> _Set problem_
Without the pictures, can you quote each line below exactly?

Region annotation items

● ● ●

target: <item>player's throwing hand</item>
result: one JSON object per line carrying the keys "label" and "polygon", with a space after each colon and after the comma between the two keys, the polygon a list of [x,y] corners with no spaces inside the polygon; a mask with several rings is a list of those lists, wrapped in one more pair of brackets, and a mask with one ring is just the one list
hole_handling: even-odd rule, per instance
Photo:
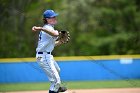
{"label": "player's throwing hand", "polygon": [[33,26],[32,31],[42,30],[42,27]]}

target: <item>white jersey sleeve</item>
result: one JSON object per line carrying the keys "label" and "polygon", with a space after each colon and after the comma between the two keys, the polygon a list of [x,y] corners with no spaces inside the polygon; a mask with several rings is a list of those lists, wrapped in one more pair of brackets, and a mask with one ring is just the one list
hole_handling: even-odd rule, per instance
{"label": "white jersey sleeve", "polygon": [[[53,26],[44,25],[43,28],[54,31]],[[37,52],[52,52],[55,46],[55,41],[57,37],[53,37],[44,31],[40,31],[38,46],[36,48]]]}

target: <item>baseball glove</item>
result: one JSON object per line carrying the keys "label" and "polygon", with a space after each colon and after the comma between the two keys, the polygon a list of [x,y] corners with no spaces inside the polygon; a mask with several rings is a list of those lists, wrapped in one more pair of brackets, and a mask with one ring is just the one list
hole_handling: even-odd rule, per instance
{"label": "baseball glove", "polygon": [[69,31],[60,31],[59,32],[59,36],[58,36],[58,40],[61,42],[61,43],[68,43],[69,40],[70,40],[70,34],[69,34]]}

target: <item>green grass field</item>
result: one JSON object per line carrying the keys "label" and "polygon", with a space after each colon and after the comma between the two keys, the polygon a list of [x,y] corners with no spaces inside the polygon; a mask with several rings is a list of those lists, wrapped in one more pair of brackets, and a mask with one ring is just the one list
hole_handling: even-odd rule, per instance
{"label": "green grass field", "polygon": [[[140,80],[76,81],[64,82],[63,85],[66,85],[68,89],[133,88],[140,87]],[[49,82],[0,84],[0,92],[47,89],[49,89]]]}

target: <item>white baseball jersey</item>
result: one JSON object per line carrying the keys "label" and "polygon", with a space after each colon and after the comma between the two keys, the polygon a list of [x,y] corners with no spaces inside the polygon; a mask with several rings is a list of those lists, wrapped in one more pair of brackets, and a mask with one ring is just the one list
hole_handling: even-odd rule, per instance
{"label": "white baseball jersey", "polygon": [[[46,24],[43,28],[54,30],[54,27],[50,24]],[[36,48],[37,52],[52,52],[55,46],[55,41],[57,37],[51,36],[44,31],[40,31],[38,46]]]}

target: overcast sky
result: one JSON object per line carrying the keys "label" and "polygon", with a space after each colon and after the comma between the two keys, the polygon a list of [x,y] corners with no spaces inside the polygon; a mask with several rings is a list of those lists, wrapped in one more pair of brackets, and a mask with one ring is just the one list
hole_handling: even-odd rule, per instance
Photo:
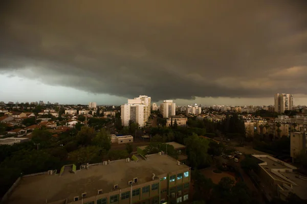
{"label": "overcast sky", "polygon": [[2,1],[0,101],[307,105],[306,3]]}

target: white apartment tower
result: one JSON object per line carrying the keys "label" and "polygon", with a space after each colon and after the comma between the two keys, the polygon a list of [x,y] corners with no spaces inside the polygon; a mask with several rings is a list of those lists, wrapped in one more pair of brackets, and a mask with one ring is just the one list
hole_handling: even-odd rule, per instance
{"label": "white apartment tower", "polygon": [[89,108],[96,108],[97,105],[96,102],[89,103]]}
{"label": "white apartment tower", "polygon": [[140,95],[137,98],[134,98],[135,99],[140,99],[141,104],[145,105],[144,118],[145,122],[146,123],[148,120],[148,118],[150,116],[150,109],[151,106],[151,98],[146,95]]}
{"label": "white apartment tower", "polygon": [[199,115],[202,113],[202,108],[199,107],[197,104],[194,104],[193,106],[188,106],[186,112],[187,115],[189,114]]}
{"label": "white apartment tower", "polygon": [[291,110],[293,106],[293,95],[286,93],[275,94],[275,112],[282,113],[286,110]]}
{"label": "white apartment tower", "polygon": [[176,104],[172,100],[165,100],[160,105],[160,112],[163,118],[168,118],[176,115]]}
{"label": "white apartment tower", "polygon": [[158,106],[156,103],[152,104],[152,110],[153,111],[158,111]]}
{"label": "white apartment tower", "polygon": [[129,120],[138,123],[141,127],[146,124],[144,119],[145,106],[142,104],[141,99],[128,99],[128,103],[121,105],[120,108],[122,125],[128,126]]}

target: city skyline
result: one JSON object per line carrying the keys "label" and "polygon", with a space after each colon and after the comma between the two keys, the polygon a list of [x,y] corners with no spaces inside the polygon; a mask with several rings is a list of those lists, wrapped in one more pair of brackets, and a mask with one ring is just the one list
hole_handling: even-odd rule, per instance
{"label": "city skyline", "polygon": [[306,1],[64,2],[2,5],[0,100],[307,104]]}

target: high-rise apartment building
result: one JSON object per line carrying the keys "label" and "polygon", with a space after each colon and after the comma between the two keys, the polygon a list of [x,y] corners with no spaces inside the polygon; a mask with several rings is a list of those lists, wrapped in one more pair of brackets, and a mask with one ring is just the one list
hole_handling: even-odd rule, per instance
{"label": "high-rise apartment building", "polygon": [[137,162],[127,158],[78,167],[65,165],[59,173],[50,170],[22,176],[3,201],[11,204],[191,202],[190,167],[164,154],[147,155],[146,160],[134,157],[138,159]]}
{"label": "high-rise apartment building", "polygon": [[160,105],[160,113],[164,118],[176,115],[176,104],[172,100],[165,100]]}
{"label": "high-rise apartment building", "polygon": [[158,106],[156,103],[152,104],[152,110],[153,111],[158,111]]}
{"label": "high-rise apartment building", "polygon": [[293,106],[293,95],[286,93],[275,95],[275,112],[283,113],[286,110],[291,110]]}
{"label": "high-rise apartment building", "polygon": [[122,125],[128,126],[130,120],[138,123],[141,127],[146,124],[146,106],[141,99],[128,99],[128,103],[121,105],[120,108]]}
{"label": "high-rise apartment building", "polygon": [[135,99],[139,99],[141,100],[141,104],[145,105],[145,110],[144,110],[145,123],[148,120],[148,118],[150,116],[150,110],[151,106],[151,98],[146,95],[140,95],[137,98],[134,98]]}
{"label": "high-rise apartment building", "polygon": [[199,107],[197,104],[193,106],[189,106],[186,109],[186,114],[199,115],[202,113],[202,108]]}
{"label": "high-rise apartment building", "polygon": [[89,108],[96,108],[97,105],[96,102],[89,103]]}

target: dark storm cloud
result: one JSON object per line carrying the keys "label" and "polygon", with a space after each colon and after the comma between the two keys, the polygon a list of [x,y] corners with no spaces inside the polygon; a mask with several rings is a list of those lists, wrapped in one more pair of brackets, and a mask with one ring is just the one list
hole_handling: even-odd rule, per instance
{"label": "dark storm cloud", "polygon": [[8,73],[154,100],[307,90],[304,1],[8,2]]}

● ● ●

> _Answer to this exercise_
target: <item>player's throwing hand</item>
result: one JSON object per line carrying the keys "label" and "polygon", with a space after each colon and after the comma between the two keys, the polygon a list of [x,y] corners with no spaces inside the polygon; a mask with several rings is a list of those lists, wrapped in one more pair of brackets, and a mask with one ring is just the one list
hole_handling: even-odd rule, per instance
Photo:
{"label": "player's throwing hand", "polygon": [[33,26],[32,31],[42,30],[42,27]]}

target: <item>white jersey sleeve</item>
result: one JSON object per line carrying the keys "label" and "polygon", with a space after each colon and after the comma between the two keys, the polygon a list of [x,y] corners with no spaces inside the polygon; a mask with several rings is a list of those lists, wrapped in one more pair of brackets, and a mask with one ring is just the one list
hole_handling: even-odd rule, per instance
{"label": "white jersey sleeve", "polygon": [[[53,26],[44,25],[43,28],[54,31]],[[37,52],[52,52],[55,46],[55,41],[57,37],[53,37],[44,31],[40,31],[38,46],[36,48]]]}

target: <item>baseball glove</item>
result: one JSON object per line carrying the keys "label" and "polygon", with a space after each colon and after the comma between the two keys, the polygon a list of [x,y] corners with no spaces inside the polygon; a mask with several rings is a list of those lists, wrapped in one more pair of brackets, and a mask with one ring is just the one list
hole_handling: even-odd rule, per instance
{"label": "baseball glove", "polygon": [[69,31],[60,31],[59,32],[59,36],[58,36],[58,40],[61,42],[61,43],[68,43],[69,40],[70,40],[70,34],[69,34]]}

target: <item>green grass field</item>
result: one JSON object per line carrying the keys "label" and "polygon", with a space after each colon and after the comma between the two keys, the polygon a list of [x,y] corners with no spaces inside the polygon; a mask with several rings is a list of those lists, wrapped in one more pair of brackets, and a mask with one ring is just the one list
hole_handling: even-odd rule, per instance
{"label": "green grass field", "polygon": [[[140,80],[76,81],[64,82],[63,85],[66,85],[68,89],[133,88],[140,87]],[[49,82],[0,84],[0,92],[47,89],[49,89]]]}

target: <item>white baseball jersey</item>
result: one JSON object per line carrying the keys "label" and "polygon", with a space after each colon and after the comma between the two keys, the polygon a list of [x,y] corners with no spaces inside the polygon; a mask with several rings is a list of those lists, wrapped in one more pair of brackets, and a mask with one ring is just the one list
hole_handling: even-odd rule, per instance
{"label": "white baseball jersey", "polygon": [[[46,24],[43,28],[54,30],[54,27],[50,24]],[[36,48],[37,52],[52,52],[55,46],[55,41],[57,37],[51,36],[44,31],[40,31],[38,46]]]}

target: overcast sky
result: one JSON object per line carrying the keys "label" and "polygon", with a space after each colon and after the comma between the two keys, the polygon a list of [x,y] corners with no spaces inside the polygon; a mask with several rings is a list of those lists, wrapped in one more pair of brackets, and a mask with one ring is just the one list
hole_handling: even-odd rule, per instance
Photo:
{"label": "overcast sky", "polygon": [[2,1],[0,101],[307,105],[306,3]]}

target: white apartment tower
result: one JSON object per line carrying the keys "label" and "polygon", with a space after each colon and after the comma between the two keys, the polygon a list of [x,y] corners with no spaces inside the polygon; a mask with several rings is a list of those lists, wrapped in one more pair of brackets, and a mask with one ring is just the one list
hole_handling: even-odd rule, per instance
{"label": "white apartment tower", "polygon": [[89,108],[96,108],[97,105],[96,102],[89,103]]}
{"label": "white apartment tower", "polygon": [[140,95],[137,98],[134,98],[135,99],[140,99],[141,104],[145,105],[144,118],[145,122],[146,123],[148,120],[148,118],[150,116],[150,109],[151,106],[151,98],[146,95]]}
{"label": "white apartment tower", "polygon": [[199,115],[202,113],[202,108],[199,107],[197,104],[194,104],[193,106],[188,106],[186,112],[187,115],[189,114]]}
{"label": "white apartment tower", "polygon": [[291,110],[293,106],[293,95],[286,93],[275,94],[275,112],[282,113],[286,110]]}
{"label": "white apartment tower", "polygon": [[176,104],[172,100],[165,100],[160,105],[160,112],[163,118],[168,118],[176,115]]}
{"label": "white apartment tower", "polygon": [[158,106],[156,103],[152,104],[152,110],[153,111],[158,111]]}
{"label": "white apartment tower", "polygon": [[129,120],[138,123],[141,127],[146,124],[144,119],[145,106],[142,104],[141,99],[128,99],[128,103],[121,105],[120,108],[122,125],[128,126]]}

target: city skyline
result: one JSON object per line carrying the keys "label" and "polygon", with a space after each colon and after the comma between the two keys, the polygon a list of [x,y] corners with no spaces inside the polygon; a mask with several rings is a list of those lists, wrapped in one more pair of brackets, and a mask with one ring is just the one list
hole_handling: even-odd rule, per instance
{"label": "city skyline", "polygon": [[306,1],[64,2],[2,5],[0,100],[307,104]]}

target: high-rise apartment building
result: one JSON object per line carrying the keys "label" and "polygon", with a space after each colon and after the comma between the two keys, the polygon a list of [x,y] corners with no spaces inside the polygon; a mask with several rings is a list of those lists, wrapped in one more pair of brackets, and a mask with one ring is just the one list
hole_handling: even-odd rule, per instance
{"label": "high-rise apartment building", "polygon": [[137,162],[127,158],[78,167],[65,165],[59,173],[50,170],[22,176],[3,201],[11,204],[191,202],[190,167],[164,154],[147,155],[146,160],[134,157],[138,159]]}
{"label": "high-rise apartment building", "polygon": [[160,105],[160,113],[164,118],[176,115],[176,104],[172,100],[165,100]]}
{"label": "high-rise apartment building", "polygon": [[158,106],[156,103],[152,104],[152,110],[153,111],[158,111]]}
{"label": "high-rise apartment building", "polygon": [[293,106],[293,95],[286,93],[275,95],[275,112],[283,113],[286,110],[291,110]]}
{"label": "high-rise apartment building", "polygon": [[122,125],[128,126],[130,120],[138,123],[141,127],[146,124],[146,106],[141,99],[128,99],[128,103],[121,105],[120,108]]}
{"label": "high-rise apartment building", "polygon": [[135,99],[139,99],[141,100],[141,104],[145,105],[145,110],[144,110],[145,123],[148,120],[148,118],[150,116],[150,110],[151,106],[151,98],[146,95],[140,95],[137,98],[134,98]]}
{"label": "high-rise apartment building", "polygon": [[199,107],[197,104],[193,106],[189,106],[186,109],[186,114],[199,115],[202,113],[202,108]]}
{"label": "high-rise apartment building", "polygon": [[89,108],[96,108],[97,105],[96,102],[89,103]]}

target: dark storm cloud
result: one JSON object per line carrying the keys "label" and "polygon", with a space after each colon and after the comma between the two keys, the polygon a list of [x,y] corners with no spaces inside the polygon; a mask with several rings is a list of those lists, wrapped in one more pair of brackets, and a mask with one ring is just the one list
hole_handling: even-odd rule, per instance
{"label": "dark storm cloud", "polygon": [[8,73],[154,100],[307,90],[304,1],[8,2]]}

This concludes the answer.